### Excerpted text
────────────────────────────────────────
Re: FW: Zsh 4.3.12 failure on OpenBSD

[Mikael Magnusson <mikachu@xxxxxxxxx>]

On 1 June 2011 13:11, Peter Stephenson <pws@xxxxxxx> wrote:
> On Wed, 01 Jun 2011 11:33:22 +0100, Mikael Magnusson <mikachu@xxxxxxxxx>
> wrote:
>>
>> Okay, so in a latin1 locale, \M-a is á which is printable, so it isn't
>> converted back to \M-a by (V). I also noticed that in one of the
>> tests, the input has "^X" but not the c flag, but does use V, so the
>> test can't tell if it was converted or not, because it'll always come
>> out as ascii "^X". I guess there's not really much point in testing
>> \M-a, since I already test \C-x and it's handled by the same code. The
>> test is just for calling the function that does that properly, not
>> that that function actually works ;). I hope I can at least rely on
>> \C-x not being printable anywhere? Or is it okay to include a literal
>> ^X in the expected test output? I'm not sure how else I can test that
>> ^X is parsed properly.
>
> Ideally we want to output stuff as a stream of octets.  I'm not
> sure there's an easy way of doing that with parameters alone.
> You can use $(( #foo )), looping over octets in the string.
>
> If you want to test non-ASCII characters you can use
> the multibyte test file, which ensures the locale is
> using UTF-8.
────────────────────────────────────────
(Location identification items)
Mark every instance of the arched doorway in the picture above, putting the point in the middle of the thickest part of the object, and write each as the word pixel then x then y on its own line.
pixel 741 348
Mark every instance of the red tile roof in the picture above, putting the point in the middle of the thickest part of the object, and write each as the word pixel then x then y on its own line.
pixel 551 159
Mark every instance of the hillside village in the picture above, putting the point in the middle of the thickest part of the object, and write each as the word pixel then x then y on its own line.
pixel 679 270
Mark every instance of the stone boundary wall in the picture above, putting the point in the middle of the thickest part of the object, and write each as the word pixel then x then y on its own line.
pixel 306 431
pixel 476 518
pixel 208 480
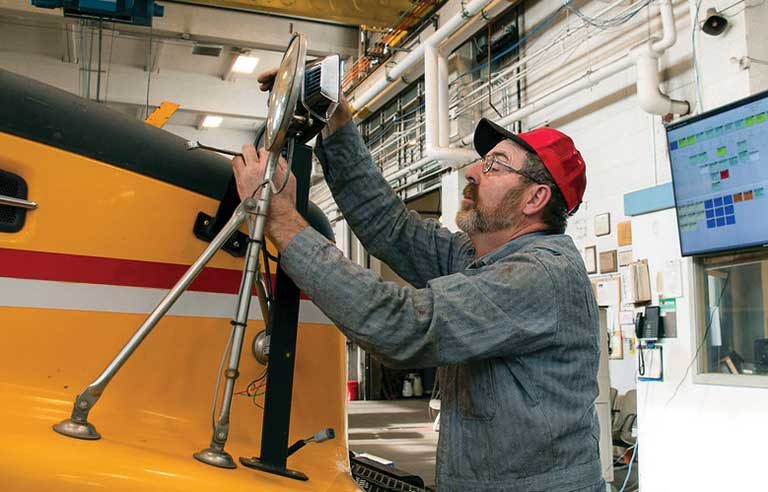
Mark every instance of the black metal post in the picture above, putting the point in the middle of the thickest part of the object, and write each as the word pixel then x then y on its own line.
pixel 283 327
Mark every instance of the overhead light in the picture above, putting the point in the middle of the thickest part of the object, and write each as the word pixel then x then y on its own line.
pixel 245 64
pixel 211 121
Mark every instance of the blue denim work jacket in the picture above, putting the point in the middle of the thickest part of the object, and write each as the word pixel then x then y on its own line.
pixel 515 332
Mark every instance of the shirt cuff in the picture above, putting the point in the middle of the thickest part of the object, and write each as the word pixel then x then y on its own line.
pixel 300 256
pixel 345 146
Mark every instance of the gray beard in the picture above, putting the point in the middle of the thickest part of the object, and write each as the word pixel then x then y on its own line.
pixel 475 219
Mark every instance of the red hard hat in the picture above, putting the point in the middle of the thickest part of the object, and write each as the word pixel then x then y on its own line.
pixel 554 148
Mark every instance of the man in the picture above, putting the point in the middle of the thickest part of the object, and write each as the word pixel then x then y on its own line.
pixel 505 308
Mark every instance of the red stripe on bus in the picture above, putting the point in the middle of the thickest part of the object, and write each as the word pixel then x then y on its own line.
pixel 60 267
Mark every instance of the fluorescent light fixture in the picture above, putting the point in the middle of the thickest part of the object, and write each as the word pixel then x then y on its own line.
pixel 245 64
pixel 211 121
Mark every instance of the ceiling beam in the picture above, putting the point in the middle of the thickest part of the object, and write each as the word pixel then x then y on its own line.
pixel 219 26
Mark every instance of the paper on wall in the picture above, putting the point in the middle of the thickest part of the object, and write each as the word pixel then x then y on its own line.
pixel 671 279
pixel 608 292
────────────────────────────────────────
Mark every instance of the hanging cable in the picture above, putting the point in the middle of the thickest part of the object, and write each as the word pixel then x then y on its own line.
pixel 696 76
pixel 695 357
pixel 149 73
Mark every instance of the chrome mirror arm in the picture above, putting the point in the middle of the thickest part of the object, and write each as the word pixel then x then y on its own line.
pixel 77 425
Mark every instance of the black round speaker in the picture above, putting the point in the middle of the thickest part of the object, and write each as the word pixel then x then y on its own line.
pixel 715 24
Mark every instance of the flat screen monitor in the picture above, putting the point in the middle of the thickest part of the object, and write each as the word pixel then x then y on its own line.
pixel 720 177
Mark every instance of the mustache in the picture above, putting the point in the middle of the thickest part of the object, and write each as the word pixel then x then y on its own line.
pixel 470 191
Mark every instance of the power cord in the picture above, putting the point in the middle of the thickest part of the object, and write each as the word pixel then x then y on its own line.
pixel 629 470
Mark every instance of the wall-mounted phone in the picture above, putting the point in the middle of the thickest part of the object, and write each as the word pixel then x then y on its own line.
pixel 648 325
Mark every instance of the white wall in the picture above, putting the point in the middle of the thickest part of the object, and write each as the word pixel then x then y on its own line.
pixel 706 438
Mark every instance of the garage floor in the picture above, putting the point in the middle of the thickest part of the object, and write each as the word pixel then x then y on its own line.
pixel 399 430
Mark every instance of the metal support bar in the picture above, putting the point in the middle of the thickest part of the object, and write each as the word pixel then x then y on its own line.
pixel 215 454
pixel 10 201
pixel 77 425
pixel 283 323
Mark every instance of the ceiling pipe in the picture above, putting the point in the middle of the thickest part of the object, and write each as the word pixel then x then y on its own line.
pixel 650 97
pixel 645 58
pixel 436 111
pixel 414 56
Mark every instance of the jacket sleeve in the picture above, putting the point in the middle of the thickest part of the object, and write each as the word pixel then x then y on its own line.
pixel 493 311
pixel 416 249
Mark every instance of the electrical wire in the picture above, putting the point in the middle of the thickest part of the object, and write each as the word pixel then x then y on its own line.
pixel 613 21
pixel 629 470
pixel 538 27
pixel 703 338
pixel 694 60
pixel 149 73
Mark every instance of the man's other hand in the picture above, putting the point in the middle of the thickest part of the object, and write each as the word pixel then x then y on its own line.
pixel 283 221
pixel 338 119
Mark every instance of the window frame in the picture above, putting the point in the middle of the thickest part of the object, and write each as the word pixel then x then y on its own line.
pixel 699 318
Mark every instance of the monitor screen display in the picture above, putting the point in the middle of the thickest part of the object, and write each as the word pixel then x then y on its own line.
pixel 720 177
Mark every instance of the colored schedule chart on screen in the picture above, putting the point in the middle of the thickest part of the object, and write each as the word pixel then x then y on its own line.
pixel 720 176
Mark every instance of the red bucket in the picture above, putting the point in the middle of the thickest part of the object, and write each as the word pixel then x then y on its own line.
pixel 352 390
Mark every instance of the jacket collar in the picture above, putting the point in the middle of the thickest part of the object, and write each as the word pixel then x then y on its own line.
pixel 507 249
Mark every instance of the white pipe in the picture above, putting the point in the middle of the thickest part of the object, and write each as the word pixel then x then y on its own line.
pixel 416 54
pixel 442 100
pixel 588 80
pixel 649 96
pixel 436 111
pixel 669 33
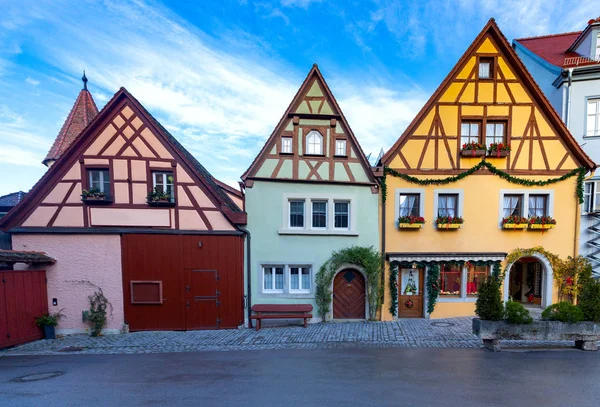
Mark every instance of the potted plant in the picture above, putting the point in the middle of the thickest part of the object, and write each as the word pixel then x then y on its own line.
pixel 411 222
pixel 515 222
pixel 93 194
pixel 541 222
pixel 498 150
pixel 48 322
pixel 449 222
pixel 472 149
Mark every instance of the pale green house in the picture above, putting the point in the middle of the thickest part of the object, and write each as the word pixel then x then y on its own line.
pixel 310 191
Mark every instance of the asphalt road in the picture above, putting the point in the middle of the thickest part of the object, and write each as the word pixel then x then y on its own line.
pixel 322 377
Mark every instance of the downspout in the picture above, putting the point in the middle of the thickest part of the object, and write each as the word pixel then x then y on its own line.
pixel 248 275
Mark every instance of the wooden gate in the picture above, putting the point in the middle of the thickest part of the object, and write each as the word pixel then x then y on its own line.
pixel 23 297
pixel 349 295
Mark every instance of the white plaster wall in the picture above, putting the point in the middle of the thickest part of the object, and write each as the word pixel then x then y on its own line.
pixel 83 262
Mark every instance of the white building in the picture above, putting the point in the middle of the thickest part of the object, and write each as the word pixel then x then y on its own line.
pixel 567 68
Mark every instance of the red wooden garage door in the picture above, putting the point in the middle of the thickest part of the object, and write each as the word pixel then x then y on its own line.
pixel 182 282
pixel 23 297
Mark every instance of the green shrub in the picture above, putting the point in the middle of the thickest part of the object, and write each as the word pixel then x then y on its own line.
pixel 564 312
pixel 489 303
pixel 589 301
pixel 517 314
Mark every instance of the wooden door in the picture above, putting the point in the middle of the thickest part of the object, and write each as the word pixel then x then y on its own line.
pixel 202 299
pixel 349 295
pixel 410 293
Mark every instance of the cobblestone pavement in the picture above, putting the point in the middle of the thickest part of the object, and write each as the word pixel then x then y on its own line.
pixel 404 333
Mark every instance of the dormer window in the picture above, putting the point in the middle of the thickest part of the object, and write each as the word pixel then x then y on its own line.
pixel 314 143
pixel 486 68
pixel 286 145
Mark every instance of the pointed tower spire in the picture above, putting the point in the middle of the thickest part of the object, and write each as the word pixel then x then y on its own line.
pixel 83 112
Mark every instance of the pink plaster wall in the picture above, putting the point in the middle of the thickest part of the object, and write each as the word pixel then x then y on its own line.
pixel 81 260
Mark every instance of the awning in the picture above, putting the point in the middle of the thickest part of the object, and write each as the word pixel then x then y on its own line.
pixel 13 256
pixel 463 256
────────────────────────────────────────
### Exercise set
a) Name every character encoding mentioned in the thread about the Zsh 4.3.12 failure on OpenBSD, listing each only once.
b) Write a continuation of the thread about the Zsh 4.3.12 failure on OpenBSD, starting after its last quoted line.

### Responses by task
a) latin1, ASCII, UTF-8

b)
I realized that maybe the easiest way is to just test that [[
${(g:oe:):-'\C-\130'} == ${(g:c:):-'^X'} ]]; echo $? outputs 0.

diff --git a/Test/D04parameter.ztst b/Test/D04parameter.ztst
index 6379c8c..050340d 100644
--- a/Test/D04parameter.ztst
+++ b/Test/D04parameter.ztst
@@ -300,23 +300,16 @@

   foo='\u65\123'
   print -r ${(g:o:)foo}
-  foo='\u65\0123'
+  foo='\u65\0123^X\C-x'
   print -r ${(g::)foo}
-  foo='\u65^X'
-  print -r ${(V)${(g:c:)foo}}
-  foo='\u65\C-x\M-a'
-  print -r ${(V)${(g:e:)foo}}
-  foo='\u65\123\C-x'
-  print -r ${(V)${(g:eo:)foo}}
-  foo=('\u65' '\0123' '^X\M-a')
-  print -r ${(V)${(g:e:)foo}}
+  foo='^X'
+  bar='\C-\130'
+  [[ ${(g:c:)foo} == ${(g:oe:)bar} ]]
+  echo $?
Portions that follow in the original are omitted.